Supplied records:

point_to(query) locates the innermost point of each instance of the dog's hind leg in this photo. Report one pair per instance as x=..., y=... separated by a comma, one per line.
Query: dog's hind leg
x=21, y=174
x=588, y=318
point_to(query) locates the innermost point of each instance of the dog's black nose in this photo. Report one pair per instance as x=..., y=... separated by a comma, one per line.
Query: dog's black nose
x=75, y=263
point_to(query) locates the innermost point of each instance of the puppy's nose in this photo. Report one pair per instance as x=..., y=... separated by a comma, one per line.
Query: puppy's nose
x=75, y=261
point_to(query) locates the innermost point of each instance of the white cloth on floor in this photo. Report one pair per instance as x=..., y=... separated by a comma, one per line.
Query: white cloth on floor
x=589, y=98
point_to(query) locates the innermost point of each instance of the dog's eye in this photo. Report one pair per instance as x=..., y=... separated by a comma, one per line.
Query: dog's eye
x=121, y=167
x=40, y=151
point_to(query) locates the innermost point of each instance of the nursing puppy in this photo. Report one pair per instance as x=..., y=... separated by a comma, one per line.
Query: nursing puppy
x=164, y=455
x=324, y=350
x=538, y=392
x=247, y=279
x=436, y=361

Exercise requirements: Search the listing for the word "instance" and return each line that holds it.

Answer area:
point_to(query) locates the innermost point of each instance of the dog's hind leg in this photo. Report one pair per instance as x=..., y=... separated by a comma, one per line.
point_to(query) locates the innermost point of each instance of the dog's black nose in this photo. Report one pair per instance as x=..., y=... separated by a comma, one per line.
point_to(query) locates the innermost point of each instance of the puppy's nose in this photo. Report one pair per instance as x=..., y=... separated by a comma, one per line.
point_to(query) locates the innermost point of each instance of the white cloth on floor in this photo. Report one pair per instance as x=..., y=... separated by a comma, one per line.
point_to(query) locates the innermost point of each instance of the dog's eye in this photo. Report one pair per instance as x=..., y=... separated by a comma, one per line.
point_to(query) locates the innermost point of each instance of the nursing puppy in this photo. Report one pair per instance as x=..., y=... separated by a comma, one per line.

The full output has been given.